▶ [WORK ORDER]:
Exactly as written, please repeat the data that follows, but not the pictures.

MATERIAL PROVIDED START

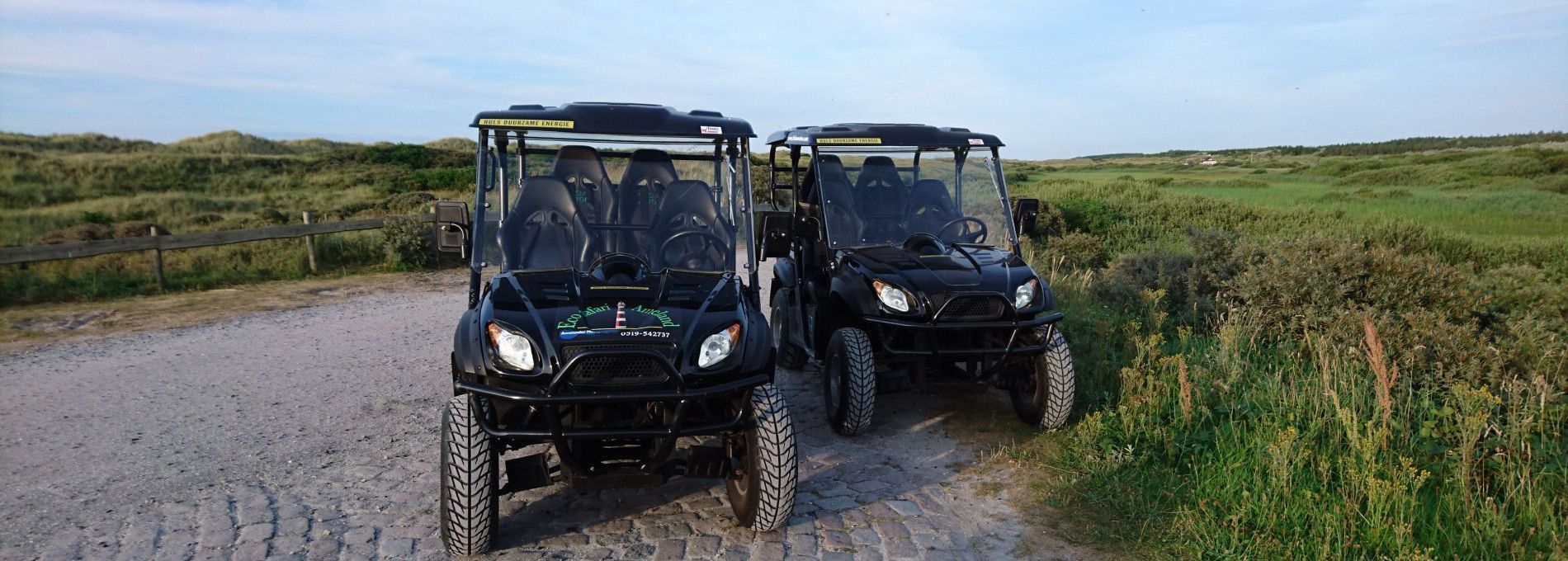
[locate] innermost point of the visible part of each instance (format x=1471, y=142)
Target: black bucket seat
x=545, y=229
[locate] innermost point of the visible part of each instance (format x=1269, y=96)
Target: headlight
x=719, y=345
x=891, y=296
x=1026, y=294
x=512, y=348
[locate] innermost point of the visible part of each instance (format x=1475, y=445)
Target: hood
x=956, y=270
x=574, y=308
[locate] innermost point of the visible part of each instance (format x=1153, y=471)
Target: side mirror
x=773, y=237
x=452, y=226
x=1024, y=215
x=810, y=229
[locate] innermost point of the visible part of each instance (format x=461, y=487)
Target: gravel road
x=311, y=433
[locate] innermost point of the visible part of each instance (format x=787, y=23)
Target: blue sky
x=1052, y=78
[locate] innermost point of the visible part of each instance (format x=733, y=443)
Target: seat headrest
x=928, y=191
x=689, y=196
x=648, y=165
x=579, y=160
x=545, y=193
x=878, y=170
x=830, y=165
x=877, y=160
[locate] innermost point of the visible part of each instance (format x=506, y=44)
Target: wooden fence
x=160, y=243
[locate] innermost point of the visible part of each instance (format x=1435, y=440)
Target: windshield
x=568, y=201
x=883, y=196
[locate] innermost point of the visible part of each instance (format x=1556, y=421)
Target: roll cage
x=545, y=190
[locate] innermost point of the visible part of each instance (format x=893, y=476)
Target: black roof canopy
x=880, y=134
x=631, y=120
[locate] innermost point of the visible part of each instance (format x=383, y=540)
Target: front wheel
x=848, y=375
x=1045, y=395
x=789, y=355
x=468, y=480
x=763, y=491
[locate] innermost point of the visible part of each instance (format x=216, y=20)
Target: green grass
x=93, y=186
x=1507, y=210
x=1231, y=402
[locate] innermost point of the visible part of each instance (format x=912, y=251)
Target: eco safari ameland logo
x=643, y=322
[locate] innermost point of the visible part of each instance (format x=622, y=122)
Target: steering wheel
x=972, y=237
x=692, y=256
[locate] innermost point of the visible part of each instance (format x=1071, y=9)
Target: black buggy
x=899, y=261
x=607, y=317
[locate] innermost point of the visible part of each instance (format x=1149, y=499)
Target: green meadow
x=1332, y=353
x=1316, y=356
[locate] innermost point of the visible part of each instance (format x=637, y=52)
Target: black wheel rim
x=833, y=369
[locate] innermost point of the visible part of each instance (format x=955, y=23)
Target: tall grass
x=1289, y=384
x=92, y=186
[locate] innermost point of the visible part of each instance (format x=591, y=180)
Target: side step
x=707, y=463
x=527, y=472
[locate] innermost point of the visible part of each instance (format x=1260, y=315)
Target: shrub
x=1551, y=184
x=1400, y=176
x=92, y=217
x=1125, y=282
x=408, y=155
x=1087, y=215
x=1051, y=221
x=1496, y=165
x=137, y=228
x=407, y=201
x=408, y=243
x=1245, y=184
x=80, y=233
x=272, y=217
x=1078, y=249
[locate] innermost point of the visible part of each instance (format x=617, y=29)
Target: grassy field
x=93, y=186
x=1348, y=351
x=1325, y=359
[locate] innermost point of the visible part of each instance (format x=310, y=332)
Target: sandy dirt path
x=311, y=433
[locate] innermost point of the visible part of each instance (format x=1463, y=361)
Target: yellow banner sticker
x=529, y=123
x=848, y=141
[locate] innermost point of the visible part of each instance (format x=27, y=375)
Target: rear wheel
x=848, y=375
x=763, y=491
x=789, y=355
x=1045, y=395
x=468, y=480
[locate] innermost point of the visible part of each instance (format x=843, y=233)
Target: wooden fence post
x=309, y=243
x=157, y=261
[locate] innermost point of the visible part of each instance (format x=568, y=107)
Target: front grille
x=616, y=364
x=974, y=309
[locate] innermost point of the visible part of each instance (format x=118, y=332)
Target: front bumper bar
x=924, y=332
x=679, y=397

MATERIAL PROVIDED END

▶ [SOLUTION FOR THIS TASK]:
[locate] innermost point of the visible part of each instance (format x=1471, y=142)
Target: black bucket seat
x=545, y=229
[locate] innermost point of the visible part of each instance (format x=1269, y=96)
Target: headlight
x=719, y=345
x=891, y=296
x=1026, y=294
x=512, y=348
[locate] innermost point of the visible part of each instance (format x=1475, y=445)
Target: hood
x=956, y=270
x=574, y=308
[locate] innermost point of the visible part of each instance (format x=1153, y=471)
Target: side mirror
x=773, y=237
x=452, y=226
x=1024, y=215
x=810, y=229
[locate] innermost point of the visible part of each instance (format x=461, y=487)
Target: gravel road
x=311, y=433
[locate] innermost point of the visible part of each instance (format x=787, y=23)
Target: blue sky
x=1052, y=78
[locate] innermost point of the visible part of each instance (format x=733, y=443)
Target: seat headrest
x=928, y=191
x=689, y=196
x=648, y=165
x=579, y=160
x=545, y=193
x=878, y=170
x=830, y=165
x=877, y=160
[locate] innermost point of the visible part of each instance (format x=506, y=44)
Target: wooden fence
x=160, y=243
[locate] innermost point of the visible part of each instance (format x=1435, y=440)
Target: windshield
x=568, y=201
x=883, y=196
[locate] innermost point of the visible part of each instance (format x=1556, y=421)
Target: roll cage
x=545, y=190
[locate] innermost point of the visible part of each instance (format x=893, y=476)
Target: black roof canopy
x=880, y=134
x=631, y=120
[locate] innermost point of the visible part of each instance (format x=383, y=540)
Target: front wheel
x=848, y=375
x=1045, y=395
x=789, y=355
x=468, y=480
x=763, y=491
[locate] innermost point of the visible part of each instance (format x=216, y=20)
Target: green grass
x=93, y=186
x=1507, y=210
x=1231, y=402
[locate] innermost point of the visible part of each instance (format x=912, y=251)
Target: eco safari ameland logo
x=643, y=322
[locate] innermost point of the visible part of each instance (format x=622, y=122)
Target: steering wheel
x=972, y=237
x=692, y=256
[locate] innermost point of the visible part of each instance (format x=1071, y=9)
Target: black buggy
x=899, y=261
x=607, y=317
[locate] innermost point of the visible part of each instance (format x=1149, y=499)
Target: green meadow
x=1332, y=353
x=1316, y=356
[locate] innermost point of the visible part of each instance (format x=637, y=52)
Target: black wheel rim
x=833, y=369
[locate] innermost point of the visible part of each instance (format x=955, y=23)
Target: tall grass
x=1289, y=384
x=92, y=186
[locate] innermost point of the visible part of each instance (format x=591, y=180)
Target: side step
x=707, y=463
x=527, y=472
[locate] innermost point of the visible part of each instance (format x=1260, y=315)
Target: shrub
x=1551, y=184
x=1400, y=176
x=92, y=217
x=1125, y=282
x=408, y=155
x=1087, y=215
x=1051, y=221
x=1496, y=165
x=137, y=228
x=407, y=201
x=408, y=243
x=1245, y=184
x=80, y=233
x=272, y=217
x=1078, y=249
[locate] innermost point of the visible part of each instance (format x=617, y=29)
Target: grassy field
x=93, y=186
x=1348, y=351
x=1325, y=359
[locate] innermost point of the visible part of each instance (format x=310, y=332)
Target: sandy dirt path
x=311, y=433
[locate] innermost point of the visible part of each instance (format x=1463, y=361)
Target: yellow banner sticker
x=529, y=123
x=848, y=141
[locate] innermost point of the visible part of each instance (format x=27, y=375)
Target: rear wheel
x=848, y=375
x=763, y=491
x=789, y=355
x=1045, y=395
x=468, y=480
[locate] innermost point of the visible part of each instance (format x=843, y=233)
Target: wooden fence post
x=309, y=243
x=157, y=261
[locate] innermost point of the visible part of each instance (format x=568, y=107)
Target: front grille
x=616, y=364
x=974, y=309
[locate] innermost point of the visible part of each instance (format x=118, y=332)
Target: front bumper bar
x=924, y=332
x=679, y=397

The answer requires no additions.